Records for processing
[Start of Attachment]

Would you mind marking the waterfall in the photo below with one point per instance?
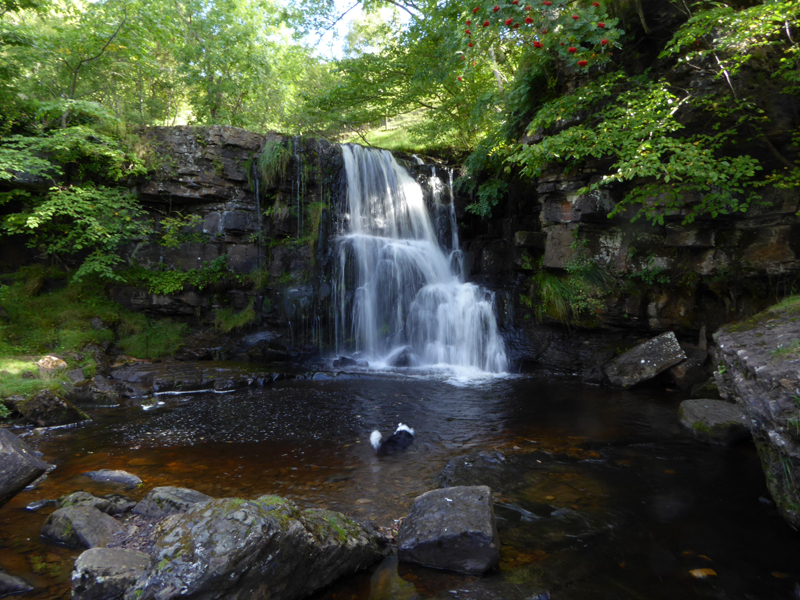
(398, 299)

[End of Attachment]
[Start of Attachment]

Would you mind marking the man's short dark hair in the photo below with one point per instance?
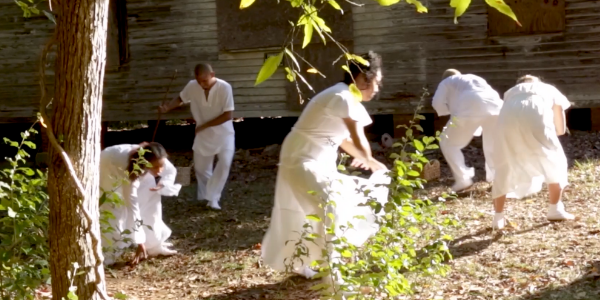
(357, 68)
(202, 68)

[End of Attachment]
[Start of Attachment]

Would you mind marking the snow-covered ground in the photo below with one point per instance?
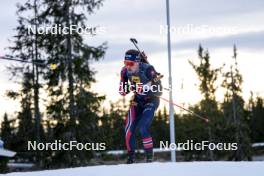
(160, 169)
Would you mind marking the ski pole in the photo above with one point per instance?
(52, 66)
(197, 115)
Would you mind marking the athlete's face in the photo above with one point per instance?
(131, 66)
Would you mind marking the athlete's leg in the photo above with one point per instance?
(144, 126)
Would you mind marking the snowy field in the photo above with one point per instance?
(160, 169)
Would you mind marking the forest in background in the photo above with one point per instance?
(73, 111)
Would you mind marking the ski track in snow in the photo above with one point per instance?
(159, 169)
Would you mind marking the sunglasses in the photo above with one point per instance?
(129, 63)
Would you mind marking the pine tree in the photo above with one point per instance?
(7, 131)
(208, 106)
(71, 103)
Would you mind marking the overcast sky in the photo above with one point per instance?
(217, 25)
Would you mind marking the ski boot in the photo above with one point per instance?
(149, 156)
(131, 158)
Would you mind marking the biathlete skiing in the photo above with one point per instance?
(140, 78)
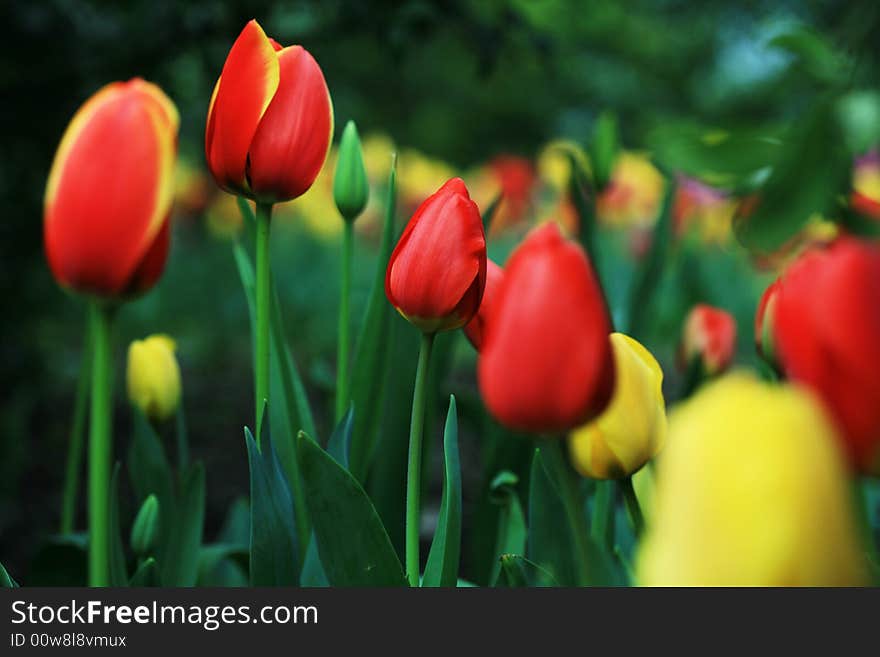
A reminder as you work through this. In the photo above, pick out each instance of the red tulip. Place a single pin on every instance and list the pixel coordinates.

[End of Attachment]

Exercise prompt
Pictures excluded, transcribe the listing above exactly from the line with "Would you mind marking the biathlete" through the line with "A reminder as", and no further.

Exercise output
Would you mind marking the biathlete skiing in the photo above with one point per instance?
(140, 78)
A reminder as you work through this. In the photo above, pick out each instance of the red tulip. Place a single pin on every instance and list the pixel coordinates.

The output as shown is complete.